## [EXCERPT]
%%
Page 2 of 2

Re: Why is there No Simple Text File of the Standard Works?

Posted: Mon Jul 11, 2016 8:25 am
by marianomarini
There are also free software to extract simple text from PDF file.
Give a look to Internet.

Re: Why is there No Simple Text File of the Standard Works?

Posted: Mon Jul 11, 2016 5:46 pm
by rmrichesjr
Marianomarini, thanks for that mention. Perchance, are you aware of any of those free programs that can unravel the two-column format of the PDF files? Last I checked, the downloadable scripture PDF files are in two-column format, the same as the paper scriptures. The pdftotext tool I tried early this year did extract plain text, but the text was somewhat tangled due to the two-column format. To have usable plain text would have still required manual or automated untangling.

Re: Why is there No Simple Text File of the Standard Works?

Posted: Tue Jul 12, 2016 3:05 am
by marianomarini
You can check VeryPDF, it can maintain even two column in the text file . I'll give a look.

Re: Why is there No Simple Text File of the Standard Works?

Posted: Mon Oct 30, 2017 10:16 am
by ross.rick
No one answered the question 'why'. Lacking an answer from the church, I'd guess that it has to do with control of the copyrighted text.

There are lots of ways to 'hack' a text copy of the scriptures based on files you can download from [url]lds.org/media-library/ebooks[/url] I will explain on relatively easy method below that doesn't require any programing nor scripting knowledge. But I will preface that with my worry that it is hard to guarantee the accuracy of the output. I would hate, for example, to generate an ascii copy of the text, and have there be errors in it, especially if sharing it with someone else. Anyway...

First, grab the epub version of the scriptures from lds.org. It appears that the epub versions don't have footnotes etc. to start with, which is what seems to be desired here.

Second, get a free and open-source program called 'calibre' . It is an e-reader/ebook manager that many people apparently like. I was able to easily install it on my linux based computer. It appears they have versions for macOS and Windows as well.. I installed in LInux using my distribution-provided package, something that the folks at calibre apparently recommend against, but it worked fine for me for this purpose.
%%
## [WHAT THIS EXERCISE ASKS]
[1] In the forum thread, what tool did rmrichesjr try early in the year to pull plain text from the PDF files?
[2] Quote the forum thread from "Page 2 of 2" up to and including "from PDF file.".
The rows aren't needed for any of this.

## [RECORDS SHOWN]
%%
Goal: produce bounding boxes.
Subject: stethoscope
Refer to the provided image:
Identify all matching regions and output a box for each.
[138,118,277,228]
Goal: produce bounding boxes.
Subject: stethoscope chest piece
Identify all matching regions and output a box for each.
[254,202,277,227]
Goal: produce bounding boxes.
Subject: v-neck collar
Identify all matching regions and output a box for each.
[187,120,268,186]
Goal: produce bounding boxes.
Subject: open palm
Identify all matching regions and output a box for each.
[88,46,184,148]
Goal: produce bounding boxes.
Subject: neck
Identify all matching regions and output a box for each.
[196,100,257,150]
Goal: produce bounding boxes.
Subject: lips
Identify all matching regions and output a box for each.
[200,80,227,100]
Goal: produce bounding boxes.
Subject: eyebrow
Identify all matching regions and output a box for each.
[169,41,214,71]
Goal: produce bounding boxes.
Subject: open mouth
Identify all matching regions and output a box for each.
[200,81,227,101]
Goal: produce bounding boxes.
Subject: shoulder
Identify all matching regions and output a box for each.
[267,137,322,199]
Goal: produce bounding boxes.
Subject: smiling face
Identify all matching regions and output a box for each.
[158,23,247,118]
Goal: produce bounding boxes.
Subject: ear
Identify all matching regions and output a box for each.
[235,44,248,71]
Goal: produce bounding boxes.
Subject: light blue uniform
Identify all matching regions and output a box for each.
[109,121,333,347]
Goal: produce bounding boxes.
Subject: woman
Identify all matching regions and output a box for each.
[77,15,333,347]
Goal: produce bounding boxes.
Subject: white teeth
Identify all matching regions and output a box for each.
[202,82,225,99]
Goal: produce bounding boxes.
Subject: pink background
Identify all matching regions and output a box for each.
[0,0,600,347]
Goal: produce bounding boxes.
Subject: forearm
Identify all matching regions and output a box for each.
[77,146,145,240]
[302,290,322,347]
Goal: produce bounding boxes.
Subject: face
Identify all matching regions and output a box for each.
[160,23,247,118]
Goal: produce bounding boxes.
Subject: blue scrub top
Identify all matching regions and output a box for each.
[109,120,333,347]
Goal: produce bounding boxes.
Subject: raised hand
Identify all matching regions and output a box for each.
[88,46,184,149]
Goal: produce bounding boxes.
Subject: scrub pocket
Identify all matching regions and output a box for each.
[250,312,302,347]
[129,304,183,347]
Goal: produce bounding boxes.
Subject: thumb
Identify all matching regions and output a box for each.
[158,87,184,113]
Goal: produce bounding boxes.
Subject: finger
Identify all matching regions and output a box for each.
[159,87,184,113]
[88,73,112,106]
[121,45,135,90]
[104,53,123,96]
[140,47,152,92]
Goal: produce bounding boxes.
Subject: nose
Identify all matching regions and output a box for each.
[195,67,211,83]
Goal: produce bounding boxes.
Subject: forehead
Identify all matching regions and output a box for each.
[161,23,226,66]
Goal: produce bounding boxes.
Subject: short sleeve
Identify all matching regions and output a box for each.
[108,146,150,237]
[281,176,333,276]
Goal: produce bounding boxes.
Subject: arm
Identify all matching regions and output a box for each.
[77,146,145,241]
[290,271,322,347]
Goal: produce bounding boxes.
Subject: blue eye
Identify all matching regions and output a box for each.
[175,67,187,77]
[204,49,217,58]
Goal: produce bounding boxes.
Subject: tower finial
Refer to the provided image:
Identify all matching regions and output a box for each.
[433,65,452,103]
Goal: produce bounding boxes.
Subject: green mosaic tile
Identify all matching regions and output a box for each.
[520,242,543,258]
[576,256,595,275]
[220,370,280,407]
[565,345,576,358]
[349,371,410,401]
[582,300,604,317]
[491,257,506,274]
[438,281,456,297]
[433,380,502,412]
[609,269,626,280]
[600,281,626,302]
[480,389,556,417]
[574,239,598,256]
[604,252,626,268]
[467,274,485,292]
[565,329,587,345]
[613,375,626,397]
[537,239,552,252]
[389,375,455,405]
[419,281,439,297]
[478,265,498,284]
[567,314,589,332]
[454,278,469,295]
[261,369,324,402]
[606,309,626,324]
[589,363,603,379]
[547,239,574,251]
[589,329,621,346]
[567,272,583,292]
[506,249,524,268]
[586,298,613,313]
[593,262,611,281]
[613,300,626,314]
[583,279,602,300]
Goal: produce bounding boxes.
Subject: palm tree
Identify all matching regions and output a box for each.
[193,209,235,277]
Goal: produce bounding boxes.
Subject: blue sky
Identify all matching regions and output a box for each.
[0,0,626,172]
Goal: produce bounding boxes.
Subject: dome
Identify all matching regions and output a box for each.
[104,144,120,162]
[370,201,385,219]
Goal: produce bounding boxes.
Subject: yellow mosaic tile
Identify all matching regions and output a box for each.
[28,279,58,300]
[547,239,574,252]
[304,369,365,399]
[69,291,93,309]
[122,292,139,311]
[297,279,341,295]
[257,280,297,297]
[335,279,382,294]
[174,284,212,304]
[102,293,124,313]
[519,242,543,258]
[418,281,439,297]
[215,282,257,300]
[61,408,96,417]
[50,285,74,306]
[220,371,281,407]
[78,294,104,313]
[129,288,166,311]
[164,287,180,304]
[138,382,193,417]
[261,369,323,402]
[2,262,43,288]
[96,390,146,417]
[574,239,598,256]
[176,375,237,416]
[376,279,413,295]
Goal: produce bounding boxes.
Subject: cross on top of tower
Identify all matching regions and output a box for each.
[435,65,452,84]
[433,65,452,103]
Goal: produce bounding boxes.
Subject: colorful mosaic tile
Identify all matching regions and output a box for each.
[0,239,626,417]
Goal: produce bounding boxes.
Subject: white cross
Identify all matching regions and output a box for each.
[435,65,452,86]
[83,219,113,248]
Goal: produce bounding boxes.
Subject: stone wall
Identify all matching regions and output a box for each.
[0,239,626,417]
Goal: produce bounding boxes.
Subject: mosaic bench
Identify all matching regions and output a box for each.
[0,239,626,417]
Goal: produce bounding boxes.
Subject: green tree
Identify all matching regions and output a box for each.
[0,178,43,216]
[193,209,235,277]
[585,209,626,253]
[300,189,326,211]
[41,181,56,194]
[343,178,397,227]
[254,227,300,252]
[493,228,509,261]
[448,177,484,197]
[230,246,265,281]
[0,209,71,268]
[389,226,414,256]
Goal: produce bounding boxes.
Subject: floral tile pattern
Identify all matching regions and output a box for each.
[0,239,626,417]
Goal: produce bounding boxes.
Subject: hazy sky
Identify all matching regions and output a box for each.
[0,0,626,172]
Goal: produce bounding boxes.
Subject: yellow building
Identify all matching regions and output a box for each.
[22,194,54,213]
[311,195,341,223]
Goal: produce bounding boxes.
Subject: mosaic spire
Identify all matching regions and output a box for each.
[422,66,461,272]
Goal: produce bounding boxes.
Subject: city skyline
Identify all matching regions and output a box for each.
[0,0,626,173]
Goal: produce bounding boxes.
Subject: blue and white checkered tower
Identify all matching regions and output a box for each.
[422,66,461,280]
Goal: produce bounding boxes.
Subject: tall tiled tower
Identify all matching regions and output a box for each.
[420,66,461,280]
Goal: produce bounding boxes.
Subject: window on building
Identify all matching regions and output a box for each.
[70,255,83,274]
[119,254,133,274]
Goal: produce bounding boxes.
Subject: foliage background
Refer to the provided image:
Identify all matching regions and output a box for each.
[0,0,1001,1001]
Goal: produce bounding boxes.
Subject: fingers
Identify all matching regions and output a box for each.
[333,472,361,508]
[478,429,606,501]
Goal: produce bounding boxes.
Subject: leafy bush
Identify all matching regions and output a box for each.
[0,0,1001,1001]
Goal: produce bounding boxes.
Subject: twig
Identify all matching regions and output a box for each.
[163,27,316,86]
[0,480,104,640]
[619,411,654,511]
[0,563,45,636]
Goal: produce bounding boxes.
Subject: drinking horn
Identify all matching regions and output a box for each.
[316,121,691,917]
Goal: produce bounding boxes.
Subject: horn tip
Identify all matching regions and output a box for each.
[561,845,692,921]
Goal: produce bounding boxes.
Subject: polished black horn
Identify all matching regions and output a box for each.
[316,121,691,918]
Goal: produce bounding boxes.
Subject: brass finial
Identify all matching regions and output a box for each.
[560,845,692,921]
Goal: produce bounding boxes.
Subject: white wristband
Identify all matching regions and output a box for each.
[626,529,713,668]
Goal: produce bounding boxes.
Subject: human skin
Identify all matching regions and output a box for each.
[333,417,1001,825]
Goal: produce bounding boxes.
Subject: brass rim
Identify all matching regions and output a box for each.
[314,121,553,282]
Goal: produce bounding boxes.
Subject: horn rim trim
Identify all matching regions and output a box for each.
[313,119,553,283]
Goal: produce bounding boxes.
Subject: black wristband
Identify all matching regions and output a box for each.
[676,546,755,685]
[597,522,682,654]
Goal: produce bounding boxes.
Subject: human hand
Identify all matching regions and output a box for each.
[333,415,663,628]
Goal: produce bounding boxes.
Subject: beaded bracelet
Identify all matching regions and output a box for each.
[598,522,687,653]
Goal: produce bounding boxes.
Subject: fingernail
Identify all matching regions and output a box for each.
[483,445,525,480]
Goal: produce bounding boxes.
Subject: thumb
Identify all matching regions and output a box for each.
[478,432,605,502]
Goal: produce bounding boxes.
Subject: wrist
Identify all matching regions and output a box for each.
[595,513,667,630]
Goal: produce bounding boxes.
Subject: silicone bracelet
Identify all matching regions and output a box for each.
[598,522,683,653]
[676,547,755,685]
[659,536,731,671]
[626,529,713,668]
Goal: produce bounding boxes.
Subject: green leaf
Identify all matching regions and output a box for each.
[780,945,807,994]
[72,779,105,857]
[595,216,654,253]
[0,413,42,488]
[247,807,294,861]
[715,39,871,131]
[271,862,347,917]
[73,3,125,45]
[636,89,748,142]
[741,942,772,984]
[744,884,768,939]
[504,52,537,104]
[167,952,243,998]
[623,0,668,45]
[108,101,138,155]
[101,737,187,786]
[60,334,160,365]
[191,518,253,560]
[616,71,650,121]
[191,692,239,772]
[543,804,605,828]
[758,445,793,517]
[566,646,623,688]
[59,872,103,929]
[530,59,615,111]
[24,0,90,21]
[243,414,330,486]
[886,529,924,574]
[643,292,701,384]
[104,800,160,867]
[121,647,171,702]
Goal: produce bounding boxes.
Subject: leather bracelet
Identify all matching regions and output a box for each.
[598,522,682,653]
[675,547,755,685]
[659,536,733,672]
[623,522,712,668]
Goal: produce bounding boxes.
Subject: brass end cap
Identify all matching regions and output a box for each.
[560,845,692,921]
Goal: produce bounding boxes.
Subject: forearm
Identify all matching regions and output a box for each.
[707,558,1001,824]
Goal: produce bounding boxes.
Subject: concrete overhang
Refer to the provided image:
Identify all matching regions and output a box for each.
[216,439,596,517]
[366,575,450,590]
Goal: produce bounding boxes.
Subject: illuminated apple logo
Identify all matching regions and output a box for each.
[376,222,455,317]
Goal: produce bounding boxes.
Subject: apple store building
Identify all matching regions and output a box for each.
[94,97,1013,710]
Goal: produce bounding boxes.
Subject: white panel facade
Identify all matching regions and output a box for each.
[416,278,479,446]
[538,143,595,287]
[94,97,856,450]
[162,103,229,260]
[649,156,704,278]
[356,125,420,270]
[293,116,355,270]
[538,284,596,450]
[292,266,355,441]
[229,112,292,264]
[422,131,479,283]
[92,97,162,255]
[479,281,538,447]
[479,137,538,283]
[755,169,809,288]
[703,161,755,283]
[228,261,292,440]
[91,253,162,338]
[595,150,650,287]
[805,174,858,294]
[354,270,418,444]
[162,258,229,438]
%%
## [ANSWERS IN ORDER]
[1] pdftotext

[2]
Page 2 of 2

Re: Why is there No Simple Text File of the Standard Works?

Posted: Mon Jul 11, 2016 8:25 am
by marianomarini
There are also free software to extract simple text from PDF file.